• Instructions for the task: Every entry needs to be given again exactly as it reads.

(Provided entries Opens)

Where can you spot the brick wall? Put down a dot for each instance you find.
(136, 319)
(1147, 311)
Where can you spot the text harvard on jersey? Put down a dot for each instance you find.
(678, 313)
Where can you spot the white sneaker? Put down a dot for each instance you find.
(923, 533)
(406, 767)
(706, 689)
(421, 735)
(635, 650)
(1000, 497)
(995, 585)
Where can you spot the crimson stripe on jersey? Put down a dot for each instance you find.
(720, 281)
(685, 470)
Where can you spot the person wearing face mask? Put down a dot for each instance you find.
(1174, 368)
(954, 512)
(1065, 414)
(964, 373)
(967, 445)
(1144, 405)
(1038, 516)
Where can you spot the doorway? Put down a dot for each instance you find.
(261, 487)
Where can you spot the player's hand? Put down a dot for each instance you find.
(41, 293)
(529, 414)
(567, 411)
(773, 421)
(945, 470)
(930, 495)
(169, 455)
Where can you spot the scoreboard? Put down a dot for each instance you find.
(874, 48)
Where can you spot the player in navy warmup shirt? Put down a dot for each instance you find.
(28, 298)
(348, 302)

(Provided entries Closes)

• Response below:
Where can you spot the brick wall? Put down a dot for each instance you find.
(136, 319)
(1147, 311)
Where can you spot the text harvard on jersey? Put down a dot for each instance you find.
(678, 313)
Where can you spot the white sneaker? Put down a dot for each instance you find.
(923, 533)
(406, 767)
(706, 689)
(421, 735)
(635, 650)
(1000, 497)
(995, 585)
Where can you spot the crimson stripe on jersey? Put down a dot for each instance you find.
(720, 281)
(685, 470)
Where can you spot the person wearing face mask? Put down a dot for each instance you find.
(1174, 368)
(954, 512)
(1065, 414)
(964, 373)
(967, 445)
(1144, 405)
(1038, 516)
Where can you spot the doorway? Put down a dot for each instance you find.
(261, 487)
Where can you spot the player's hand? Put down a dot for each instance you find.
(41, 293)
(529, 414)
(567, 411)
(773, 421)
(945, 470)
(930, 495)
(169, 455)
Where can you spot the scoreboard? Put down a dot for each instance you find.
(874, 48)
Where can you spot the player in navy warmup shirt? Put down a dot for each instance you find.
(28, 298)
(348, 302)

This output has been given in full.